### INSTRUCTIONS TO FOLLOW
The answer must restate every entry exactly as it appears.
=== PROVIDED DATA ===
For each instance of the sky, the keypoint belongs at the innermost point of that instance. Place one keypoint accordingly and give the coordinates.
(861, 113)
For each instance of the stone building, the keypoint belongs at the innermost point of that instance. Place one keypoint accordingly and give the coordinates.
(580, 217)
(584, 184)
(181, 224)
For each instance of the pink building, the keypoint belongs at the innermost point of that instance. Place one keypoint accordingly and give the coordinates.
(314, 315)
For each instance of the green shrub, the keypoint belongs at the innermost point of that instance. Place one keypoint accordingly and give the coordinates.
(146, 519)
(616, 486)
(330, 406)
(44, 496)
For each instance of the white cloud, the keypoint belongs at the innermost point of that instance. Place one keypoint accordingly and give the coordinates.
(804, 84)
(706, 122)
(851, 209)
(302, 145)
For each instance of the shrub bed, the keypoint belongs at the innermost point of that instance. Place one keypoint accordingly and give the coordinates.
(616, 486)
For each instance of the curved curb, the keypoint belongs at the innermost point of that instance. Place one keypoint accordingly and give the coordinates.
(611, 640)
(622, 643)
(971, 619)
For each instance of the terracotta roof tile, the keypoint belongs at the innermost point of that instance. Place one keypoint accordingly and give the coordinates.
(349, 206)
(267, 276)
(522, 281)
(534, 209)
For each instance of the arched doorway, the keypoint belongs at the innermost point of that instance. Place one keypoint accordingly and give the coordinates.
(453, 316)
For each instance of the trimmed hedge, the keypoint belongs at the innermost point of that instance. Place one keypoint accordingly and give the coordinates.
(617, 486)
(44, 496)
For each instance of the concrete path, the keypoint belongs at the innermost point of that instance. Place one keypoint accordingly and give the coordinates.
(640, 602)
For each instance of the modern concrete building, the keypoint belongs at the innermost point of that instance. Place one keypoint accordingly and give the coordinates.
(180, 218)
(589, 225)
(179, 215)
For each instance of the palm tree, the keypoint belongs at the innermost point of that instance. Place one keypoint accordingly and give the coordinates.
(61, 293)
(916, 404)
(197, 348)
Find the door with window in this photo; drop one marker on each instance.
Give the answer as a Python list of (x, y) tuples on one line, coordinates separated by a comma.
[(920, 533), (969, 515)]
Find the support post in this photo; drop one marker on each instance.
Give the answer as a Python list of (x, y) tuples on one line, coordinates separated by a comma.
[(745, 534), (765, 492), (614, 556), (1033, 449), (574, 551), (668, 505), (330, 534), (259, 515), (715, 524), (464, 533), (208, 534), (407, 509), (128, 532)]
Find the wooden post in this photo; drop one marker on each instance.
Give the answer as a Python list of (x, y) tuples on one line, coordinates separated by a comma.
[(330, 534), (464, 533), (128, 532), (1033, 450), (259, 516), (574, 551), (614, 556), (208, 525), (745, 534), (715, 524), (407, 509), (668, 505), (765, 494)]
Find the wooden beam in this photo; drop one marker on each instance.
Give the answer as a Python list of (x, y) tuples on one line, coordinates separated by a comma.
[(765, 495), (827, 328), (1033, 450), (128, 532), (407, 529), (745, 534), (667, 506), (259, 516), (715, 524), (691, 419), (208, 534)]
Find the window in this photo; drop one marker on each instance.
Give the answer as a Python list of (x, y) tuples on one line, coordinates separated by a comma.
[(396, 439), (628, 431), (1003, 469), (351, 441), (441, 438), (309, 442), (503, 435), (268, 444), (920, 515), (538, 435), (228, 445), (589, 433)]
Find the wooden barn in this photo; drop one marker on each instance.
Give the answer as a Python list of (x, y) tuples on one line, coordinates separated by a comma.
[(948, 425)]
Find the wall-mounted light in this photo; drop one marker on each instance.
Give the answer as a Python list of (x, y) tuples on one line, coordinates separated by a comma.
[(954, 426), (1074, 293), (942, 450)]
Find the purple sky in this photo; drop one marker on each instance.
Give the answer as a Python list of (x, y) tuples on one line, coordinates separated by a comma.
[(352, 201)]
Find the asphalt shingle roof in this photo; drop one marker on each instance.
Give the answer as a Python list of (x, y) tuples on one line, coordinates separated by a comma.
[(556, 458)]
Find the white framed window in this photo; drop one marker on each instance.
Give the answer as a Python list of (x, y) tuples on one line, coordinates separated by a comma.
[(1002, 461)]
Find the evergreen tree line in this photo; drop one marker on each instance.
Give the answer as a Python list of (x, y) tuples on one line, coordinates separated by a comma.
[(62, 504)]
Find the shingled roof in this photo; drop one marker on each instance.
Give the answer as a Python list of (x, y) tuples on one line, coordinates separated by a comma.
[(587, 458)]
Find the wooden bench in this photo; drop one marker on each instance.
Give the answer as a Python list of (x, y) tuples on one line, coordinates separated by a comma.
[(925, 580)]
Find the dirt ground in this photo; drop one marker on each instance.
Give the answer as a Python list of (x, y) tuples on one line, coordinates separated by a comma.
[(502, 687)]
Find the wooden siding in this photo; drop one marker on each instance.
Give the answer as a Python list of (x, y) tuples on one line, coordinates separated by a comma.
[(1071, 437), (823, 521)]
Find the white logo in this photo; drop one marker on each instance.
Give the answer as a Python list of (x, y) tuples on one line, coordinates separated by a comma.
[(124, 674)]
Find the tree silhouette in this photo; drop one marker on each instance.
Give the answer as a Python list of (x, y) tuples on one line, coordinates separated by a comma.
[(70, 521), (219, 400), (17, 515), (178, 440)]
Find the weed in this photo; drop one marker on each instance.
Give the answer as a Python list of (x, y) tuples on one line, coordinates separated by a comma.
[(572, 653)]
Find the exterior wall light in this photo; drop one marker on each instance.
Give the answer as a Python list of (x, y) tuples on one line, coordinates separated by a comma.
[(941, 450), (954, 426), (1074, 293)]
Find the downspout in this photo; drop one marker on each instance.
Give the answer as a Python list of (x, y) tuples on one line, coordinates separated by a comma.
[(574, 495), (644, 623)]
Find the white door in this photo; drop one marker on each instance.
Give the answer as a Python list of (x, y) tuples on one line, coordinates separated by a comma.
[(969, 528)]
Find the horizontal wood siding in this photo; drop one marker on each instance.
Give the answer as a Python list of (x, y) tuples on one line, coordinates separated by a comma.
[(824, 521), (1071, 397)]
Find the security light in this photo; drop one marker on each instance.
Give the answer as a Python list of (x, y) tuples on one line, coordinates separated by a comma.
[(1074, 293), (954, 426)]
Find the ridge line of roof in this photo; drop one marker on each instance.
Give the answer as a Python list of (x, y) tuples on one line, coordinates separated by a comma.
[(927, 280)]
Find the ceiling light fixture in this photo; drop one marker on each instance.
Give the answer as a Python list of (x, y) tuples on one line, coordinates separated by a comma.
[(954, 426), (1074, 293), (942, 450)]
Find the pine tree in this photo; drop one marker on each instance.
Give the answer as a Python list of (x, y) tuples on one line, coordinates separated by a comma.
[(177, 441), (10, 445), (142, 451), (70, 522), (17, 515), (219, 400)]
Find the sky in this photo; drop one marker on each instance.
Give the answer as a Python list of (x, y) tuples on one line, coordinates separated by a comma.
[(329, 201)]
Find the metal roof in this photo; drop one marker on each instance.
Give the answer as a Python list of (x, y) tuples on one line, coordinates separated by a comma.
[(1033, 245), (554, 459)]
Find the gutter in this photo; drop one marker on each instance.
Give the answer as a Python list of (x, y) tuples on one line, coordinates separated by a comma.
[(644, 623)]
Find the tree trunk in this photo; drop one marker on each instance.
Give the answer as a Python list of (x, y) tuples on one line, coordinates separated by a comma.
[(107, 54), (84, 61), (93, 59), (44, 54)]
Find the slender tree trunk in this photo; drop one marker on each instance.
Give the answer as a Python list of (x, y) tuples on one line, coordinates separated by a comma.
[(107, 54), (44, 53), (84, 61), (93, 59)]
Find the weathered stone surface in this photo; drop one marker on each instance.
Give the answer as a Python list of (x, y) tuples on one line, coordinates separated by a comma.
===
### COMPLETED TASK
For each instance of the sky, the keypoint belongs at the innermost point of that instance. Place one keypoint accordingly and give the coordinates.
(861, 113)
For each instance of the stone building, the keypoint belongs at the innermost point of that instance. Place one keypoint accordingly and give the coordinates.
(580, 217)
(584, 184)
(181, 224)
For each instance of the pink building, the keypoint belongs at the innermost point of that instance. Place one keypoint accordingly and give the coordinates.
(314, 315)
For each instance of the green shrub, the keypoint belongs at the innermost point of that instance. Place one keypoint accordingly and give the coordinates.
(146, 519)
(616, 486)
(330, 406)
(44, 496)
For each instance of the white cloud, the keypoint belongs at the innermost point of that instance. Place one keypoint accordingly and give the coordinates.
(804, 84)
(706, 122)
(851, 209)
(302, 145)
For each instance of the shrub bed, the keypoint belongs at the innermost point of that instance. Place one keypoint accordingly and give the coordinates.
(616, 486)
For each instance of the curved curb, the keypoint belongs at the innermost point of that instance. Place one keypoint accordingly and give the coordinates.
(611, 640)
(622, 643)
(971, 619)
For each instance of the terracotta roof tile, the keypoint belongs at the innermost point of that instance. Place one keypoint accordingly and give the coordinates.
(349, 206)
(267, 276)
(522, 281)
(534, 209)
For each instance of the arched doorway, the keypoint belongs at the innermost point of that instance. Place one keypoint accordingly and give the coordinates.
(453, 316)
For each instance of the trimmed hedge, the keypoint belongs at the innermost point of that instance. Place one keypoint accordingly and give the coordinates.
(617, 486)
(44, 496)
For each instance of the concrete path, the keypoint belongs at the innermost point of that instance. Place one keypoint accordingly and give the coordinates.
(640, 602)
For each instance of the modern concrete building, the keypoint belongs at the innermost point of that instance. Place one keypoint accordingly and give the coordinates.
(180, 218)
(589, 225)
(179, 215)
For each instance of the palm tree, the keypoint belongs at the innermost point of that instance. Place one keypoint accordingly and give the coordinates.
(61, 293)
(916, 404)
(197, 348)
Find the door with window in this photo; drop one marker on each instance.
Give the answer as a Python list of (x, y) tuples on one line, coordinates separated by a comma.
[(920, 533), (969, 515)]
Find the support post in this photo; drop one marker on each instance.
Give the answer as a Python list of (x, y) tuples on one line, coordinates separated by a comma.
[(745, 534), (765, 492), (614, 556), (1033, 449), (574, 551), (668, 505), (330, 534), (259, 515), (715, 524), (464, 533), (208, 534), (407, 509), (128, 532)]
Find the wooden post in this photo; drop one marker on each instance.
Give the answer as a Python list of (x, y) tuples on one line, coordinates separated by a comma.
[(330, 534), (464, 533), (128, 532), (1033, 450), (259, 516), (574, 551), (614, 556), (208, 525), (745, 534), (715, 524), (407, 509), (668, 505), (765, 494)]
Find the wooden beam in this photo; drop one marker on each instance.
Give the answer as a Python list of (x, y) tuples on one line, coordinates separated by a comma.
[(765, 495), (827, 328), (1033, 450), (128, 532), (407, 529), (745, 534), (667, 506), (259, 516), (715, 524), (691, 419), (208, 534)]
Find the window in this photo; drop one marker on each instance.
Give the answer as a Python list of (x, y) tuples on one line, coordinates separated by a comma.
[(396, 439), (628, 431), (1003, 469), (351, 441), (441, 438), (309, 442), (503, 435), (268, 444), (920, 515), (538, 435), (228, 445), (589, 433)]
Find the wooden barn in this photo; drop one marker on each instance.
Give the answer as a Python list of (x, y) tuples on one line, coordinates separated by a comma.
[(948, 425)]
Find the wall-mounted light in this photo; drop one marker on each instance.
Give the answer as a Python list of (x, y) tuples on one line, coordinates separated by a comma.
[(954, 426), (1074, 293), (942, 450)]
Find the purple sky in this photo; drop one marker on each instance.
Give the answer as a Python list of (x, y) tuples on one line, coordinates separated by a comma.
[(352, 201)]
Find the asphalt shingle roof in this photo; drop one marker on each instance.
Give the answer as a Python list of (x, y) tuples on one line, coordinates separated by a comma.
[(556, 458)]
Find the white framed window in this photo; drop one marker on each instance.
Give the answer as a Python list of (x, y) tuples on one line, coordinates separated by a comma.
[(1002, 461)]
Find the evergreen tree line in this photo; drop one marker on each instance.
Give the answer as a Python list of (x, y) tuples on one line, coordinates separated by a comma.
[(62, 504)]
Find the shingled roof in this photo; drop one marker on each instance.
Give the answer as a Python list of (x, y) tuples on one line, coordinates separated by a comma.
[(587, 458)]
Find the wooden bench in this photo; drop one marker on each instance.
Give the answer as a Python list of (x, y) tuples on one line, coordinates separated by a comma.
[(925, 580)]
Find the dirt ground in this photo; drop one marker on each instance.
Give the answer as a Python list of (x, y) tuples on one line, coordinates separated by a comma.
[(502, 687)]
Find the wooden siding in this photo; drop one marker on each instance.
Give the answer as a Python list of (x, y) tuples on one line, coordinates separated by a comma.
[(1071, 437), (823, 521)]
Find the white logo in this photo; drop one marker on each instance.
Give the answer as a Python list of (x, y) tuples on one line, coordinates separated by a comma.
[(124, 674)]
Find the tree silhouette in this photo; drop one marker on each instance.
Give the answer as a Python list of (x, y) tuples on one line, coordinates separated by a comma.
[(70, 521), (219, 400), (17, 515), (178, 440)]
Find the weed in this photo; drop one marker on each instance.
Give the answer as a Python list of (x, y) tuples on one line, coordinates separated by a comma.
[(572, 653)]
Find the exterior wall light in this photo; drop one marker on each instance.
Give the answer as a Python list of (x, y) tuples on one line, coordinates separated by a comma.
[(941, 450), (954, 426), (1074, 293)]
Find the downspout in this photo; drop one marker on each instance.
Give the answer as a Python list of (x, y) tuples on one line, coordinates separated by a comma.
[(574, 495), (644, 623)]
Find the white door in this photo; drop one marker on each instance.
Give the answer as a Python list of (x, y) tuples on one line, coordinates separated by a comma.
[(969, 528)]
Find the horizontal wood siding in this photo; drop one marker on each instance.
Give the answer as a Python list of (x, y) tuples on one line, coordinates separated by a comma.
[(824, 521), (1071, 397)]
Find the security light in this photo; drop one marker on each instance.
Give the answer as a Python list of (x, y) tuples on one line, coordinates separated by a comma.
[(1074, 293), (954, 426)]
Find the ridge line of roof in this photo; drop one marker on each instance.
Give the answer as a Python list of (x, y) tuples on one line, coordinates separated by a comma.
[(927, 280)]
Find the ceiling light fixture in this photo; drop one marker on each instance.
Give the answer as a Python list of (x, y) tuples on one line, coordinates separated by a comma.
[(954, 426), (1074, 293), (942, 450)]
Find the pine tree in this photo; drop one marker on each instance.
Give the answer as a Python list of (x, y) tuples on one line, coordinates separated by a comma.
[(177, 441), (10, 445), (142, 451), (70, 522), (17, 515), (219, 400)]
Find the sky in this photo; drop one marker on each instance.
Give the answer as a Python list of (x, y) tuples on one line, coordinates separated by a comma.
[(329, 201)]
Find the metal roof in this photo; drop one marker on each instance.
Give the answer as a Python list of (x, y) tuples on one line, coordinates separated by a comma.
[(1033, 245), (554, 459)]
Find the gutter in this photo; drop one marker on each instance.
Give the answer as a Python list of (x, y) tuples on one line, coordinates separated by a comma.
[(644, 623)]
Find the tree trunk in this photo; drop one marker on each instance.
Give the answer as a Python list of (x, y) tuples on one line, coordinates separated by a comma.
[(107, 54), (84, 61), (93, 59), (44, 54)]
Find the slender tree trunk in this photo; drop one marker on each instance.
Give the answer as a Python list of (x, y) tuples on one line, coordinates separated by a comma.
[(107, 54), (44, 53), (84, 61), (93, 59)]
Find the weathered stone surface in this photo; drop one marker on each instance.
Give the answer as a Python list of (x, y) tuples on one line, coordinates separated by a comma.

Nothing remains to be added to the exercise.